> _Source material_:
● ● ● ● ● ● ●
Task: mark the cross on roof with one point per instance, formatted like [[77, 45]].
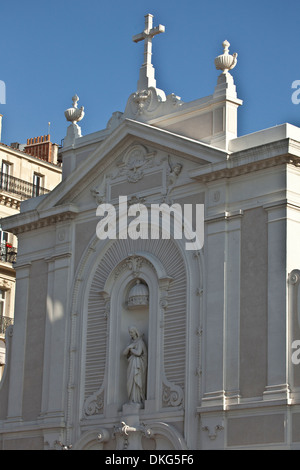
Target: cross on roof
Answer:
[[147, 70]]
● ● ● ● ● ● ●
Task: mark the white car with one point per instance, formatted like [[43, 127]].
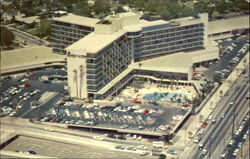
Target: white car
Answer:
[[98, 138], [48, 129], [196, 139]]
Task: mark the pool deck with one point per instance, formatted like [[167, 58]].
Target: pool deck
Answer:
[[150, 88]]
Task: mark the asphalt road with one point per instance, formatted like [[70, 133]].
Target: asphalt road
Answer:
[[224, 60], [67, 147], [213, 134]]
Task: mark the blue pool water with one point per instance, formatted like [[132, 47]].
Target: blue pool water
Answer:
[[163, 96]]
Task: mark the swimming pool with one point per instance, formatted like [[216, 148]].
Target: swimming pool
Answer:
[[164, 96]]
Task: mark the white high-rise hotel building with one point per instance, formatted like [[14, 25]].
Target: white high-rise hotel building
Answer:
● ● ● ● ● ● ●
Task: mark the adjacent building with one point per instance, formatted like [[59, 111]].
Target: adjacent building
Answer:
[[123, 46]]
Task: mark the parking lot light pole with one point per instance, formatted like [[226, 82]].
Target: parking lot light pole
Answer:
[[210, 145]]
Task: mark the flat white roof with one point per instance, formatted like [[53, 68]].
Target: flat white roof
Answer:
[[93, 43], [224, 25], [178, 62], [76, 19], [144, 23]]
● ● ● ● ● ● ●
> _Task prompt_: Go through the listing above and find each line that contains "water", then copy it.

> _Written answer_:
Task: mark the blue pool water with one point per instance, formatted like [[132, 47]].
Target: blue pool water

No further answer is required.